▸ **WHAT YOU SHOULD DO**
Report, word for word, every line of the material that contains "shown".

▸ **RECORDS TO PROCESS**
══════════════════════════════

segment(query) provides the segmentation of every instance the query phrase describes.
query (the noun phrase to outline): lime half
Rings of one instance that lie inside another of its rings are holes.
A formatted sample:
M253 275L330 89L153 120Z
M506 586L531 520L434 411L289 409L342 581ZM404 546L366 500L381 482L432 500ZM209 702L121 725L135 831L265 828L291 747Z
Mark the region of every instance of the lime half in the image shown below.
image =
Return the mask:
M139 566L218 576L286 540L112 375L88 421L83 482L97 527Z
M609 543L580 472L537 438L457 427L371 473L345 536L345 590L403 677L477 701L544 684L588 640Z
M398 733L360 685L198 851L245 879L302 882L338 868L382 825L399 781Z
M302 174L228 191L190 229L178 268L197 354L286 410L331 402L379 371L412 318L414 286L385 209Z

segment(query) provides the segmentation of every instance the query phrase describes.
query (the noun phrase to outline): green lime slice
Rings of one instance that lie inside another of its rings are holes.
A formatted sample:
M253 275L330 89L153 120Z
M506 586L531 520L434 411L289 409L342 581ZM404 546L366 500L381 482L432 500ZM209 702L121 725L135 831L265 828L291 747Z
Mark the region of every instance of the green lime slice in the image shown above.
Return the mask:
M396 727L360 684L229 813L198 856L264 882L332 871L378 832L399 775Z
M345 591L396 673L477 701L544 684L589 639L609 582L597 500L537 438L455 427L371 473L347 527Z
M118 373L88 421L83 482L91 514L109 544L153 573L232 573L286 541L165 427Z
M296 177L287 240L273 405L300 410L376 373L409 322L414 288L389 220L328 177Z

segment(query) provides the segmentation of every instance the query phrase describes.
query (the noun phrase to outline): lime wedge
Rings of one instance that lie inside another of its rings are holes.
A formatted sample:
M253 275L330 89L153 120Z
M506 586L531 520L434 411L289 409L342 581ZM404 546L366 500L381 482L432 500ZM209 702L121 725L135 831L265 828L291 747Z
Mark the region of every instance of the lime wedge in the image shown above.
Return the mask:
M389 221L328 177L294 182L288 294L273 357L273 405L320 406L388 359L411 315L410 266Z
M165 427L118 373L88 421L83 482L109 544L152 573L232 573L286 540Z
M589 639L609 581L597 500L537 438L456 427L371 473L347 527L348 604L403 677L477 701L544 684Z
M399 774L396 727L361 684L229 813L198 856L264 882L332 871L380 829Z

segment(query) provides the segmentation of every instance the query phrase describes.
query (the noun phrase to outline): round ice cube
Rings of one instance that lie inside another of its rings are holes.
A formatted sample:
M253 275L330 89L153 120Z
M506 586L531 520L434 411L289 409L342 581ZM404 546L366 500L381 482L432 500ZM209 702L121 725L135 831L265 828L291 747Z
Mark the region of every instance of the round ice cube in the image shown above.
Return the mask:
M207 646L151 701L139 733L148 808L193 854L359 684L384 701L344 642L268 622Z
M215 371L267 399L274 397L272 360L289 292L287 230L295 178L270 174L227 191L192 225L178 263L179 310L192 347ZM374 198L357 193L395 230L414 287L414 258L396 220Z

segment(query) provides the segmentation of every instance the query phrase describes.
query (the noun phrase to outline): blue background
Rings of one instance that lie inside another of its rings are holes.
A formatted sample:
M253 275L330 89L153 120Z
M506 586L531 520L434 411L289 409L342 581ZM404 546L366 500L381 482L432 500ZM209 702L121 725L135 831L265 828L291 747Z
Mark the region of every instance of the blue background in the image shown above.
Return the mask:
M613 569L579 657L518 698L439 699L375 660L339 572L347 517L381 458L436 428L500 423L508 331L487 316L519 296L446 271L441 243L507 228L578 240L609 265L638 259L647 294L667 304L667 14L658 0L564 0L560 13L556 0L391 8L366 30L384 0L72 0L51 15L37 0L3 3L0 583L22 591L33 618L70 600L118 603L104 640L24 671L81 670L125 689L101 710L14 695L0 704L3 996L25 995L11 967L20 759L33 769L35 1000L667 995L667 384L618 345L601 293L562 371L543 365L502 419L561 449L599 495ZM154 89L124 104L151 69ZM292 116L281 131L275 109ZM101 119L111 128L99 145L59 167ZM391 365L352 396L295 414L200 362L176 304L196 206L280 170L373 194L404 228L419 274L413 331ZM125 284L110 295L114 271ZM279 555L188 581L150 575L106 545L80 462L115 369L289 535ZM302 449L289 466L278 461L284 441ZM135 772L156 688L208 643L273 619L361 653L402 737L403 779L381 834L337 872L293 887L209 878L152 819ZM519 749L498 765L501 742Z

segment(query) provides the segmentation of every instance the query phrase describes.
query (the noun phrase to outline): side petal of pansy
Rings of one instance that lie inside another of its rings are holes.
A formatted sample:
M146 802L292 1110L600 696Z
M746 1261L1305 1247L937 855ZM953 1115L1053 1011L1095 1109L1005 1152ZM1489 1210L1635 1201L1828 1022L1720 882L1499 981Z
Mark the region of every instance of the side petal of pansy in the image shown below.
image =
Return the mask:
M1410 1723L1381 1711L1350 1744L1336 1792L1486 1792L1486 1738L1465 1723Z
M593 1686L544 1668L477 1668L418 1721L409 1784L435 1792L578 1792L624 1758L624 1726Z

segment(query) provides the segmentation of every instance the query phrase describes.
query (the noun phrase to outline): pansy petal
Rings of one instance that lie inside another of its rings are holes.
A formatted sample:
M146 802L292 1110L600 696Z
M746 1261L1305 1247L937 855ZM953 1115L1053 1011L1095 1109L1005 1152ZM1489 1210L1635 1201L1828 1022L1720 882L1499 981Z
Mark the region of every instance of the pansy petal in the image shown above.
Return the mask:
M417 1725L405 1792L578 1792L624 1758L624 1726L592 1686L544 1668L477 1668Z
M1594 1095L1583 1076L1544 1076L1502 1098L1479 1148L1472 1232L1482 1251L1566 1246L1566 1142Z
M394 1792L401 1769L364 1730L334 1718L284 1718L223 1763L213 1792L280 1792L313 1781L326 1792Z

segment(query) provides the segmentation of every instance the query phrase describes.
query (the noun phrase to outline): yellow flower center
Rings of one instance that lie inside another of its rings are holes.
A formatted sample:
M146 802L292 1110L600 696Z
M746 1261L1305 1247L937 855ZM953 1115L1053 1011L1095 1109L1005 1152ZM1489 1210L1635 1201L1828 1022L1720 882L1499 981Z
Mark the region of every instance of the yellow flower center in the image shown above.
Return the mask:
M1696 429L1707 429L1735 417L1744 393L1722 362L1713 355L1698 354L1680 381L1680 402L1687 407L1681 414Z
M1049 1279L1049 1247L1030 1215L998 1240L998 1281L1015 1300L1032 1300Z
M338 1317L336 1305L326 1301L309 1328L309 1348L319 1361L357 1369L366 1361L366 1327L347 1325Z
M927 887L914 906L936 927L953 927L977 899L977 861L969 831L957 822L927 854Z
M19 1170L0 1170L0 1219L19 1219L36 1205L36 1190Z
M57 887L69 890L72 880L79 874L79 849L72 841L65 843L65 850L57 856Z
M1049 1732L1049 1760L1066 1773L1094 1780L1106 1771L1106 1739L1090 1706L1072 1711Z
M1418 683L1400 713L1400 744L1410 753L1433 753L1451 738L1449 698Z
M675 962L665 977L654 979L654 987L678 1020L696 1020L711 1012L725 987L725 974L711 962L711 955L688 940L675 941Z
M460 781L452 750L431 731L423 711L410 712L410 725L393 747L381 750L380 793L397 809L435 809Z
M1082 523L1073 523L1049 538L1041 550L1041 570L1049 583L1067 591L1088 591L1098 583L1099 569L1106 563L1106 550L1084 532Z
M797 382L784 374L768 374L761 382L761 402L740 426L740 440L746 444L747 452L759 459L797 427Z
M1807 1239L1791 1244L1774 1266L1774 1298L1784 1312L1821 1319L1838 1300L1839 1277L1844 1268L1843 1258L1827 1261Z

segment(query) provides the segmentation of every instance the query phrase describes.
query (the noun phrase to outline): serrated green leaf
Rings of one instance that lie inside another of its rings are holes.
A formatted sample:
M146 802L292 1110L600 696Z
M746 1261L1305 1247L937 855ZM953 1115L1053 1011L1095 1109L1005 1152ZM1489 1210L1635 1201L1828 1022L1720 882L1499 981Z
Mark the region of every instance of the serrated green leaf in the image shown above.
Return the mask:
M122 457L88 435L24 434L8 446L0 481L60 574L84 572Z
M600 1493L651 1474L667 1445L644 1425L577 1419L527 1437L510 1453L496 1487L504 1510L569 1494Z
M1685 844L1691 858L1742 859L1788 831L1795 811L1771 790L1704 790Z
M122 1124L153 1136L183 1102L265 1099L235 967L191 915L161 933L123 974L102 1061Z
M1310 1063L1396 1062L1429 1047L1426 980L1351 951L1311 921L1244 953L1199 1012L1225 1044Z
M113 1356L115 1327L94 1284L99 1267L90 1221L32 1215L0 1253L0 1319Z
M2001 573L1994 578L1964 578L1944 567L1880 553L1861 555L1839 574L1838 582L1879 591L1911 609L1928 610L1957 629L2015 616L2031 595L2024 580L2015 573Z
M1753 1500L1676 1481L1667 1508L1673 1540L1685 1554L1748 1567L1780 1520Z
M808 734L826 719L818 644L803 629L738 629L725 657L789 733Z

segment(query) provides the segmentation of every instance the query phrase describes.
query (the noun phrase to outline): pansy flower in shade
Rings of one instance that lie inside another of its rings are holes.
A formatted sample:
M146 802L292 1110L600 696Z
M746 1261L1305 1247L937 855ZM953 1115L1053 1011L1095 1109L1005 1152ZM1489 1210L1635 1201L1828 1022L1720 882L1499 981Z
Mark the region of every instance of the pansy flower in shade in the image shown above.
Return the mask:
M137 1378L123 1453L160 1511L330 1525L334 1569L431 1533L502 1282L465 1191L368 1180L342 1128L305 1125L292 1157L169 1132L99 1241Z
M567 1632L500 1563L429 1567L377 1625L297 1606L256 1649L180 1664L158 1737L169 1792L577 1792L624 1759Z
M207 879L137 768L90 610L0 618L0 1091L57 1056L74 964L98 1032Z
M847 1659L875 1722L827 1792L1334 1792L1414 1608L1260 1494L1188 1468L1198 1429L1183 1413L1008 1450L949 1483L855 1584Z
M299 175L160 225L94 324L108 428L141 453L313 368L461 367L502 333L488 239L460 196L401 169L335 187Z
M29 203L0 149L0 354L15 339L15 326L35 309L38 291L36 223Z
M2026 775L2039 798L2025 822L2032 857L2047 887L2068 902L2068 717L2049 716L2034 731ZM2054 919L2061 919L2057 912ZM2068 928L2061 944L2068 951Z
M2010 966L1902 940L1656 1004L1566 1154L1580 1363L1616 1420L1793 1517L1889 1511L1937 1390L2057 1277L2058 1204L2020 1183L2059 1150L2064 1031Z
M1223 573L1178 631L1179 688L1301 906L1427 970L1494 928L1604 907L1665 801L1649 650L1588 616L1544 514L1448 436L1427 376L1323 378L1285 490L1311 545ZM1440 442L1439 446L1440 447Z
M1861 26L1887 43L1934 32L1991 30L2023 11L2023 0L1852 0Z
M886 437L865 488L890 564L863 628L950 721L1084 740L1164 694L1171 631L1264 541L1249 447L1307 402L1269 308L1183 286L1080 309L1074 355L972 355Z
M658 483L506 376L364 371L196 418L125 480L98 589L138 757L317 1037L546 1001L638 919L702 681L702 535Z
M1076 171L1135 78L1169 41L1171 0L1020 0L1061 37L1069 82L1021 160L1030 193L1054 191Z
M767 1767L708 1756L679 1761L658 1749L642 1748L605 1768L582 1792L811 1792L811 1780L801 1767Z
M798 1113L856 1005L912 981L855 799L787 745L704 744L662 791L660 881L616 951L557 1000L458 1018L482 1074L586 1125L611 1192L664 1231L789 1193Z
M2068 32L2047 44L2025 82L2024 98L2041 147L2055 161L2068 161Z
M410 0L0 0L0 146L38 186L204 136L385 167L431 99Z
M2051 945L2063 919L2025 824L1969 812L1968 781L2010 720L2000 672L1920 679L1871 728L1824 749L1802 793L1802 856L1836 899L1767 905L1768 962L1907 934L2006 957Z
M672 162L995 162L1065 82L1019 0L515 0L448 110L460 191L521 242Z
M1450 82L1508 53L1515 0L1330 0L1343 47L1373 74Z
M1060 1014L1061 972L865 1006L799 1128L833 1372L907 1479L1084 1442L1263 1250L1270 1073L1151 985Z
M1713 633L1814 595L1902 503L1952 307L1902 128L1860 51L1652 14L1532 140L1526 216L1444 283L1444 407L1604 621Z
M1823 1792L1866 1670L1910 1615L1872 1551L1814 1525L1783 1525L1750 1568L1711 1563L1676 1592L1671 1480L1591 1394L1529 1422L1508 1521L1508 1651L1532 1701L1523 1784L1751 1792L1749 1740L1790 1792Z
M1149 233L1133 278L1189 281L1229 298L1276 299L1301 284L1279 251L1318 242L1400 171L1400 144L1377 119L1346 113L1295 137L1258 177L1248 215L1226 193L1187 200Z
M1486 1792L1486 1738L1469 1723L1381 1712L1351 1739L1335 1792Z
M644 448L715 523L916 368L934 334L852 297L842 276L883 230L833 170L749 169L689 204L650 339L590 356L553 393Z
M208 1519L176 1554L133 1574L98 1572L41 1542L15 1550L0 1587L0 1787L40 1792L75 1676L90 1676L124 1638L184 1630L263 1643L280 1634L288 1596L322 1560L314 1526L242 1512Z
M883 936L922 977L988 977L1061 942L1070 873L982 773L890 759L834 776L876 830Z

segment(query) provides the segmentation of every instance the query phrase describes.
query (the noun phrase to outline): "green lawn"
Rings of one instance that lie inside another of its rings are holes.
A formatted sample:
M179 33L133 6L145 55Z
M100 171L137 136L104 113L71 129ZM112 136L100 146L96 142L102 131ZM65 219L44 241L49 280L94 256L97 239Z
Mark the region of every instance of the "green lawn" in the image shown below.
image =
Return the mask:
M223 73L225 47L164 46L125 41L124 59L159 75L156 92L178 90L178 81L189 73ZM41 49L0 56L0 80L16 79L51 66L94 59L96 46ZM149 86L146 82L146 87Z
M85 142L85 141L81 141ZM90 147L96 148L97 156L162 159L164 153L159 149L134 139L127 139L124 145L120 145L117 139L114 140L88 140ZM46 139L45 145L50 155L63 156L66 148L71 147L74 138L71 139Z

══════════════════════════════

▸ **SOLVED EXERCISE**
Mark the region of every instance of the lime half in the image shown below.
Mark the region of every instance of the green lime slice in the image shown above.
Mark the region of every instance of the lime wedge in the image shown above.
Mark the region of every instance of the round ice cube in the image shown above.
Mark the region of every instance of the blue background in the image shown above.
Mark the region of every instance of the side petal of pansy in the image shown below.
Mark the region of every instance of the pansy petal in the image shown above.
Mark the region of every instance of the yellow flower center in the image shown above.
Mark the region of every instance of the serrated green leaf in the image shown above.
Mark the region of every instance of the pansy flower in shade in the image shown above.
Mark the region of every instance of the "green lawn" in the image shown below.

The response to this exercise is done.